- [Quellenauszug]
Gewerkschaftsarbeit ist in Kolumbien sehr gefährlich, seit Gründung der CUT sind über 2 800 Gewerkschafter ermordet worden.
Leider ist in Kolumbien die gewerkschaftliche Betätigung die gefährlichste Aktivität, die man ausüben kann. Von allen Gewerkschaftern, die weltweit ermordet werden, stammen 69 Prozent aus Kolumbien. In den 25 Jahren des gewerkschaftlichen Kampfes haben wir einen sehr hohen Preis für unsere politische Überzeugung zahlen müssen. Die angesprochenen 2 800 Toten sind dabei ja nur diejenigen Gewerkschafter, deren Daten bereits komplett erfasst wurden. Aber es gibt viele weitere Tote, insgesamt sprechen wir von weit über 3 000. Derzeit arbeiten wir daran, auch deren Daten zusammenzutragen. Der Terror seitens der verschiedenen Regierungen und der Unternehmer war bisweilen so groß, das es Momente gab, in denen sich die Familien noch nicht einmal getraut haben, das Verschwinden oder den gewaltsamen Tod eines Gewerkschafters anzuzeigen. Um in Kolumbien weiterhin gewerkschaftlich aktiv zu sein, muss man sehr überzeugt sein.

- [Bereitgestelltes Material]

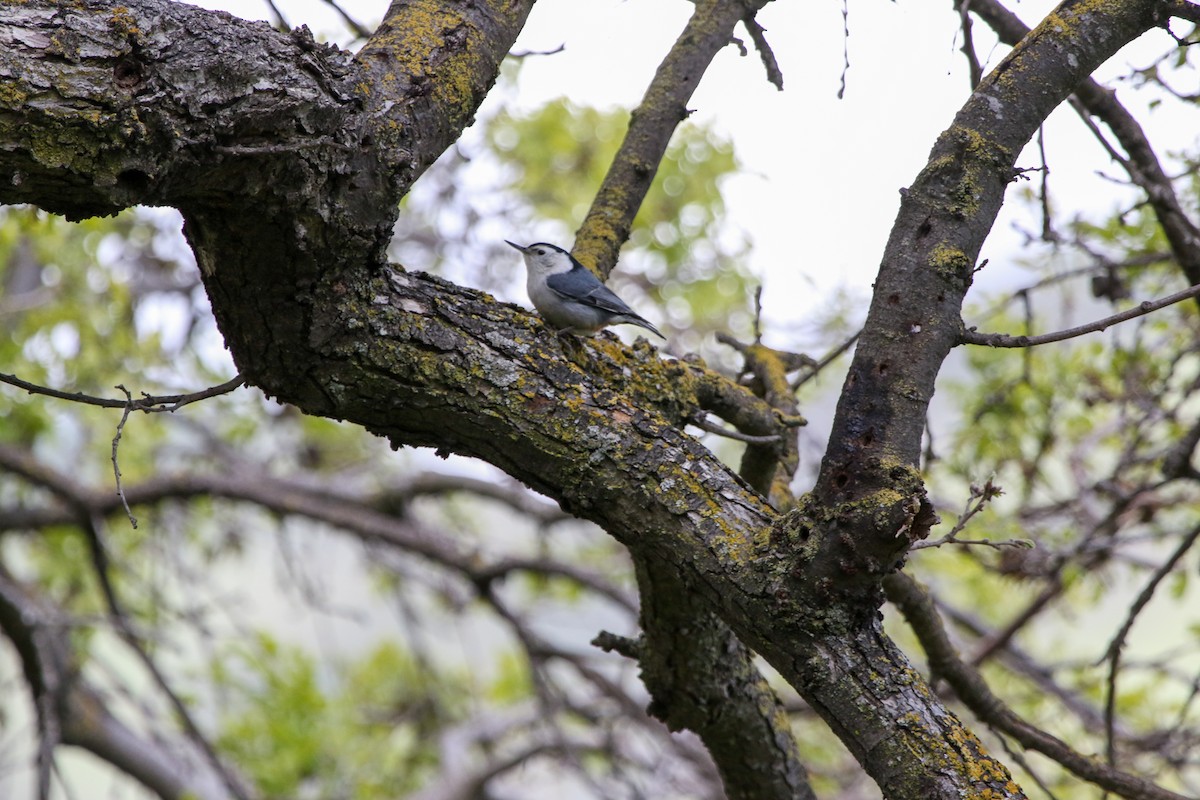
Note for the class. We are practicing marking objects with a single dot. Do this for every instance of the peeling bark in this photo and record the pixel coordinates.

- [Kurze Aufgabe] Schreibe den Auszug über Gewerkschaftsarbeit in Kolumbien im Anschluss an seinen letzten Satz weiter.

- [Schriftliche Antwort]
Trotz schlechter Arbeitsbedingungen sind in Kolumbien nur sehr wenige Arbeiterinnen und Arbeiter gewerkschaftlich organisiert. Woran liegt das?
Die CUT hat derzeit etwa 550 000 Mitglieder. Aber grundsätzlich ist der Grad der gewerkschaftlichen Organisation in Kolumbien mit unter vier Prozent aller Beschäftigten äußerst niedrig. Dies hat unterschiedliche Gründe. Zum einen liegt das an der Gefahr, die mit gewerkschaftlicher Arbeit verbunden ist. Viele Unternehmen verweigern und verhindern aber auch den Aufbau gewerkschaftlicher Strukturen. Die Regierung ist per Verfassung zwar verpflichtet, das Recht auf freien Zusammenschluss zu schützen, aber sie tut es nicht.
In den vergangenen Jahren waren Arbeitskämpfe vor allem auf Kampagnen gegen Coca Cola oder zu Plantagen von Bananen und Ölpalmen konzentriert. Nun steht anscheinend die Ressourcenausbeutung thematisch an erster Stelle.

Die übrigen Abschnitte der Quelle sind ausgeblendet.